**RECORDS TO PROCESS**
------------------------

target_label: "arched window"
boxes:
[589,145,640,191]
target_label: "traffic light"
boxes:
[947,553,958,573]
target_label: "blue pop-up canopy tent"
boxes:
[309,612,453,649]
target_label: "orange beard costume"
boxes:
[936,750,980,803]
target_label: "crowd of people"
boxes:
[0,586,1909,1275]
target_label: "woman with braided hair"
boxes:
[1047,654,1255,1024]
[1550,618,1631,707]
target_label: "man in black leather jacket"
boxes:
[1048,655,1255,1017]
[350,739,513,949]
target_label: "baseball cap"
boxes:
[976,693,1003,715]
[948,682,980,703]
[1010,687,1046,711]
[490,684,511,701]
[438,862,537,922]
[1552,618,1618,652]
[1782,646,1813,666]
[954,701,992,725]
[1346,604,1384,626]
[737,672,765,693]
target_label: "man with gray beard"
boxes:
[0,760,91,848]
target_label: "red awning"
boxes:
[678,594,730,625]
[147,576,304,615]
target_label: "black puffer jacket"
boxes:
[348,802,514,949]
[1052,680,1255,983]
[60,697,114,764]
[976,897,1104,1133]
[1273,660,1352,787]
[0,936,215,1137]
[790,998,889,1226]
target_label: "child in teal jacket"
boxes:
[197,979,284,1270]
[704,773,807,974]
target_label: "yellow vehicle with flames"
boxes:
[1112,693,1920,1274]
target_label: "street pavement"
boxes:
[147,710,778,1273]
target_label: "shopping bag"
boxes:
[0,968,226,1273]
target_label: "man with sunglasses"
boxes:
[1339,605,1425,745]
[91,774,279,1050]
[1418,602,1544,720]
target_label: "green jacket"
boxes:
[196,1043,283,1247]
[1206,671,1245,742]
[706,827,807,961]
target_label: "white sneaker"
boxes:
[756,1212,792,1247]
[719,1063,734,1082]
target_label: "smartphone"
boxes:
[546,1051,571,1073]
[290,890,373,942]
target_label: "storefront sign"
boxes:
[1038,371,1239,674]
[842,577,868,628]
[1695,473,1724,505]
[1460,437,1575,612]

------------------------

**EXERCISE AIM**
Reply with the count alone: how many lines of the records contain the string "beard"?

**SOLVED PROBLEM**
2